(Beginning of Page extract)

As of February 18, 2026, only five people from Belarus had registered on RentAHuman. Based on their profile data, one is an IT specialist, another is an auto mechanic, and the other three are looking for non-specialized orders (for general laborers and the like).
One Belarusian user stated an ambitious goal to «earn millions of dollars» in their profile and set their hourly rate at $666, while the only Data analyst valued their work for AI clients at $25 per hour. We spoke to one Belarusian early adopter who was willing to execute AI-written prompts for pay, but they had just registered before we contacted them and had not received or completed any orders.
Expanding our search, we found RentAHuman had 56 applicants from Russia, 30 from Ukraine, 26 from Poland, six from Lithuania, and five from Latvia. Most had registered only recently. We eventually found someone who had been using RentAHuman to look for work for five days.
Dasha is a UX/UI designer who has been working in this field since 2018. She is currently actively incorporating AI into her routine.
— I don’t remember exactly where I learned about RentAHuman. I read about it somewhere in Telegram channels, then saw it in news reviews. Basically, it was in my information field. I joined on Saturday but haven’t found a single project for myself there yet [Dasha offers AI agents services in her professional field, as well as in copywriting, fact-checking, scriptwriting, AI training, etc.].

(End of Page extract)

- Requirement: Transcribe the stretch of the RentAHuman excerpt from "As of February" through "and the like).". The items are separate material with no link to the RentAHuman excerpt.

(Beginning of Dataset records)

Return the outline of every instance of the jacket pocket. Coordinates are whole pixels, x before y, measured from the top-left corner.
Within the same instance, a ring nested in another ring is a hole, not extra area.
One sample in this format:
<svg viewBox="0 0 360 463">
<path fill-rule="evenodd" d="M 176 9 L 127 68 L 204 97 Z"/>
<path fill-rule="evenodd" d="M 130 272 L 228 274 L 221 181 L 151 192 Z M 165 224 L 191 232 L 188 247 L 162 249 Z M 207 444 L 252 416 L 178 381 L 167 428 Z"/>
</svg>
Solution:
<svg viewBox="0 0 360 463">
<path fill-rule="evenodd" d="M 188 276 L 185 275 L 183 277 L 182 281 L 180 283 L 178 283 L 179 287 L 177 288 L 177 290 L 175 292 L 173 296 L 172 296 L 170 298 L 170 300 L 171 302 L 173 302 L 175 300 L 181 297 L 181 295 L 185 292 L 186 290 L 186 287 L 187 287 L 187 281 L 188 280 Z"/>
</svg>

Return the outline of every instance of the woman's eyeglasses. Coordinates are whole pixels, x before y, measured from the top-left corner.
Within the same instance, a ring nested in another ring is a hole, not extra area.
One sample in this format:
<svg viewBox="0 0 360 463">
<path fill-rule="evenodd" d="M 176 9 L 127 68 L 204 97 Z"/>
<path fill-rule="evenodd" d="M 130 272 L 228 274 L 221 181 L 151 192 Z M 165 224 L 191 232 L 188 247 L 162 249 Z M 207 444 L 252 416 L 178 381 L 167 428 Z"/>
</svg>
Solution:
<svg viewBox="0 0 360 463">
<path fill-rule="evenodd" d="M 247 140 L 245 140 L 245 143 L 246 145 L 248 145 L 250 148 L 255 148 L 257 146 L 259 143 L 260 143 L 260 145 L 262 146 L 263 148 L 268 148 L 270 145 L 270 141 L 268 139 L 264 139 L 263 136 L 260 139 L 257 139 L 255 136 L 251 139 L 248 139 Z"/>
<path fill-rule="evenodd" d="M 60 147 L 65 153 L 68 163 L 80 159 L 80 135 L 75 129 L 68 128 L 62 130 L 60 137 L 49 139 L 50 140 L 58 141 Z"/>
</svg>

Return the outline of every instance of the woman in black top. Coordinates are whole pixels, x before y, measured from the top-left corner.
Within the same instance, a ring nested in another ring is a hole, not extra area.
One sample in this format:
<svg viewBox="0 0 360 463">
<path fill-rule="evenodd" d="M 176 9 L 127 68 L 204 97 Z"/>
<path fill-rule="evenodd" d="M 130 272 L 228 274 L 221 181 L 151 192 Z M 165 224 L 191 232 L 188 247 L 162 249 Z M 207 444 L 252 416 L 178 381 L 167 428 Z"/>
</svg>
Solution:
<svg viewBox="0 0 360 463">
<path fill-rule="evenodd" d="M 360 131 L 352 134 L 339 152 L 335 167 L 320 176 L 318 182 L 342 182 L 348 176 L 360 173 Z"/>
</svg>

(End of Dataset records)
(Beginning of Dataset records)

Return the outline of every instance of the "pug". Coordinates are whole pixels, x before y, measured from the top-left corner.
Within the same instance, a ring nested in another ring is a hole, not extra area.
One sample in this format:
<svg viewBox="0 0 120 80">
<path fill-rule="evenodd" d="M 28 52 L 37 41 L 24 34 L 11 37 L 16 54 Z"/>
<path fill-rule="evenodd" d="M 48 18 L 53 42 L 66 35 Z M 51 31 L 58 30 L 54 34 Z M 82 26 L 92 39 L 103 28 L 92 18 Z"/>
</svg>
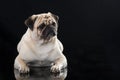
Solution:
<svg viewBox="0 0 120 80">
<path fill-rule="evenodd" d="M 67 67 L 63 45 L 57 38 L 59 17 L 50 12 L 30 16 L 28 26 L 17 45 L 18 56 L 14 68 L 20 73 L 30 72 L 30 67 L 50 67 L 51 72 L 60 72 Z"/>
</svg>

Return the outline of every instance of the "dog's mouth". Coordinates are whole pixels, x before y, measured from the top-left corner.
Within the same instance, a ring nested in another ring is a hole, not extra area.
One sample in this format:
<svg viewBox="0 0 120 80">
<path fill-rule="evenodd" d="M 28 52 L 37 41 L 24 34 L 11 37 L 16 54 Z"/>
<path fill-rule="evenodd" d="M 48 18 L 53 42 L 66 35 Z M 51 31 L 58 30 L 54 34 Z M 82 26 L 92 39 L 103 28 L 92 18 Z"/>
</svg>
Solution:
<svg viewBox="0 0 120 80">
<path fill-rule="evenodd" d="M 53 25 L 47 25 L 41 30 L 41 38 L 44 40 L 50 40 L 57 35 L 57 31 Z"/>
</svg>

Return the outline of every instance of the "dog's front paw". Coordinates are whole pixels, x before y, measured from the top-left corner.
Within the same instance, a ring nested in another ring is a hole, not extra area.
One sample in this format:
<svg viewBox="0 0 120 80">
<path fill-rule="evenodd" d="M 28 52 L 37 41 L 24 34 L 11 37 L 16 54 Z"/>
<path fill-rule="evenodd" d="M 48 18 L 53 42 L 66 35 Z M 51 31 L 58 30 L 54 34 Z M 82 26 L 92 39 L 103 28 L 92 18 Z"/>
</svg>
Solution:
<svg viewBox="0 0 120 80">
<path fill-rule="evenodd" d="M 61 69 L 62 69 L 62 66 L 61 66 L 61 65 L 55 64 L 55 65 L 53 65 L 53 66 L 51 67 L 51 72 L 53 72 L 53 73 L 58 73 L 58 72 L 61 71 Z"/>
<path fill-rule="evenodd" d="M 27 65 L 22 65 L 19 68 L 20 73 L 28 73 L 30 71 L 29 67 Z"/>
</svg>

(End of Dataset records)

- Task solution:
As of February 18, 2026, only five people from Belarus had registered on RentAHuman. Based on their profile data, one is an IT specialist, another is an auto mechanic, and the other three are looking for non-specialized orders (for general laborers and the like).